**Text provided:**
....

Liberty Pundits Blog

In case you were wondering, we can’t recall Members of Congress

Posted by Clyde Middleton on Nov 30 2009 Filed under Politics. You can follow any responses to this entry through the RSS 2.0. You can leave a response or trackback to this entry

So Congress ignores the polls on specific legislation, ignores the polls on increased government spending in general, and ignores the polls on their own impending retirements in the 2010 general. They ignore the tea-party marches, the thousands of letters and calls, and the revelations about ACORN and falsified climate data. They allow the Administration to fail to prosecute voter intimidation and to investigate ACORN. Congress is, quite clearly, acting wholly outside the interests of the voters. The liberals in charge of Congress and the White House are marching to their own drummer. They refuse to acknowledge our words and refuse to learn about the malfeasance around them. What can we do except wait to vote them out? Unfortunately, not much.

Here’s the operative language – Article I, Section 5, clause 2, of the Constitution:

Each House may determine the rules of its proceedings, punish its members for disorderly behavior, and, with the concurrence of two thirds, expel a member.

The Supreme Court of the United States has not ruled directly on the issue of recalling a Member of Congress. This would require, for example, a specific instance of recalling a Member of Congress that was challenged by appeal and found its way to SCOTUS. SCOTUS has, however, ruled on the fringes – and close enough to understand how recalls would be viewed.

SCOTUS issued an opinion in 1906 in the matter of Burton v. United States (202 U. S. 344 (1906)). Burton was nailed for, in essence, taking bribes. The Idaho trial court declared as part of his sentence that he was ineligible to serve (kinda sorta – see the words below) in the US Senate. Here’s the operative part (202 U. S. at 369):

Allusion has been made to that part of the judgment declaring that the accused, by his conviction, “is rendered forever hereafter incapable of holding any office of honor, trust, or profit under the government of the United States.” That judgment, it is argued, is inconsistent with the constitutional rights of a Senator to hold his place for the full term for which he was elected, and operates of its own force to exclude a convicted Senator from the Senate, although that body alone has the power to expel its members. We answer that the above words in the concluding part of the judgment of conviction do nothing more than declare or recite what, in the opinion of the trial court, is the legal effect attending or following a conviction under the statute. They might well have been omitted from the judgment. By its own force, without the aid of such words in the judgment, the statute makes one convicted under it incapable forever thereafter of holding any office of honor, trust, or profit under the government of the United States. But the final judgment of conviction did not operate ipso facto to vacate the seat of the convicted Senator, nor compel the Senate to expel him or to regard him as expelled by force alone of the judgment. The seat into which he was originally inducted as a Senator from Kansas could only become vacant by his death, or by expiration of his term of office, or by some direct action on the part of the Senate in the exercise of its constitutional powers. This must be so for the further reason that the declaration in § 1782 that anyone convicted under its provisions shall be incapable of holding any office of honor, trust, or profit “under the government of the United States” refers only to offices created by, or existing under the direct authority of, the national government, as organized under the Constitution, and not to offices the appointments to which are made by the states, acting separately, albeit proceeding, in respect of such appointments, under the sanction of that instrument. While the Senate, as a branch of the legislative department, owes its existence to the Constitution and participates in passing laws that concern the entire country, its members are chosen by state legislatures, and cannot properly be said to hold their places “under the government of the United States.”

....

**Data excerpts:**
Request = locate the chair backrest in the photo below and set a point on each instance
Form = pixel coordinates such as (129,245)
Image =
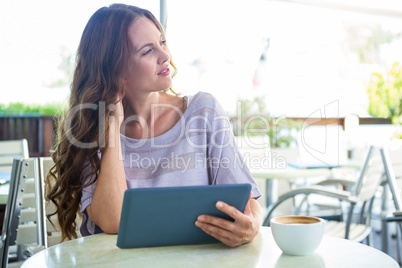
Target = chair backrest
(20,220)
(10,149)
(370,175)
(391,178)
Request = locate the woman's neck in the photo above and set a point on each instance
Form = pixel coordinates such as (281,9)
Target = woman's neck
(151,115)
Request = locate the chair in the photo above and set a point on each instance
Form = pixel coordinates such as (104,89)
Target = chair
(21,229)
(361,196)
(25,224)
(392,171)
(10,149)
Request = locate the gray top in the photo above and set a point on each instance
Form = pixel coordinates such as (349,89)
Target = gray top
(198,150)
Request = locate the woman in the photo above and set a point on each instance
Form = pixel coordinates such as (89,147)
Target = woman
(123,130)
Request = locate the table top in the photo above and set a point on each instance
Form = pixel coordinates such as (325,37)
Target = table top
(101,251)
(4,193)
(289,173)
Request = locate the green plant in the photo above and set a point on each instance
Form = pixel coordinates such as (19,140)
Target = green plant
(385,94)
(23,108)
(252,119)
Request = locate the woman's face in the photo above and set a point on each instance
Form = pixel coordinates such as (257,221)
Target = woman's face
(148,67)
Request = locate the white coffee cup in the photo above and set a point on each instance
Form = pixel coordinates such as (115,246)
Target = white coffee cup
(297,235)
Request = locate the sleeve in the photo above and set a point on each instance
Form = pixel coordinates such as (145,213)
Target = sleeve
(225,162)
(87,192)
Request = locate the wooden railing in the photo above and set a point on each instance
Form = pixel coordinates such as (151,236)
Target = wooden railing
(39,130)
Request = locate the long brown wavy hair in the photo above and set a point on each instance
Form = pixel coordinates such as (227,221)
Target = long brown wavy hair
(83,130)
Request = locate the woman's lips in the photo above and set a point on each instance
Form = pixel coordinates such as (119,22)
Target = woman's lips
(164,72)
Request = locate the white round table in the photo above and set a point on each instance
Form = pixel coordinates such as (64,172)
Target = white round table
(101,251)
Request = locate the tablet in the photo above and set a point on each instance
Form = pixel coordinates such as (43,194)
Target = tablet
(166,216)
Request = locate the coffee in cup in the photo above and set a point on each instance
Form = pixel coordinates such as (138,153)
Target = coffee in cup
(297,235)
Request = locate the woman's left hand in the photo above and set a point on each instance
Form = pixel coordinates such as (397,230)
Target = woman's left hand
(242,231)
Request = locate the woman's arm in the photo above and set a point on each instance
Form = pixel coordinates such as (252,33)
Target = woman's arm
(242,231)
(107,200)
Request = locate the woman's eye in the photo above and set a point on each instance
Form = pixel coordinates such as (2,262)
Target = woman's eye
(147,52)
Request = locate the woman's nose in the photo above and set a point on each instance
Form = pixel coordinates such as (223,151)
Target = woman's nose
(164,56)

....

**What this exercise asks:**
1. Summarize the blog post on recalling Members of Congress in two sentences.
2. Carry the blog post on recalling Members of Congress forward from the point at which it stops.
The lines above have no connection to the blog post on recalling Members of Congress.

**Answers provided:**
1. The post argues that Congress is acting wholly outside the interests of voters and that there is not much voters can do except wait to vote its members out, pointing to Article I, Section 5 of the Constitution, which lets each House expel a member with the concurrence of two thirds. The Supreme Court has not ruled directly on recalling a Member of Congress, but the post cites its 1906 opinion in Burton v. United States, which held that a senator's conviction did not by itself vacate his seat, since the seat could become vacant only by his death, the expiration of his term, or direct action by the Senate.

2.
SCOTUS seems to sidestep the issue we care about – can a Member of Congress be removed by other than expulsion as discussion in Article I, Section 5, clause 2, of the Constitution – but they were merely answering the question presented. Fair enough. And now that the long quote is above, so you see the following excerpt in context, let’s pull out the operative language:

The seat into which he was originally inducted as a Senator from Kansas could only become vacant by his death, or by expiration of his term of office, or by some direct action on the part of the Senate in the exercise of its constitutional powers.

That seems pretty clear. Once we elect a Member of Congress, we lose control of his or her tenure except in those very limited circumstances.

SCOTUS is not being unduly restrictive nor creative in its position. As early as 1807, the issue was addressed (see pp 5, 6 of the embedded doc below as source for the next two quotes):

The spirit of the Constitution is, perhaps, in no respect more remarkable than in the solicitude which it has manifested to secure the purity of the Legislature by that of the elements of its composition …. Yet, in the midst of all this anxious providence of legislative virtue, it has not authorized the constituent body to recall in any case its representative.

Interestingly, this may not have been a well-considered position that the Framers took, but instead may have evolved merely by taking an opposite approach to the predecessor document, the Articles of Confederation and Perpetual Union:

The Constitutional Convention of 1787 considered but eventually rejected resolutions calling for this same type of recall [recall of Senators by the state legislatures as provided in the Articles of Confederation]. … In the end, the idea of placing a recall provision in the Constitution died for lack of support — at least from those participating in the ratifying conventions. The framers and the ratifiers were consciously seeking to remedy what they viewed as the defects of the Articles of Confederation and some of their state constitutions, and for many of them this meant retreating from an excess of democracy.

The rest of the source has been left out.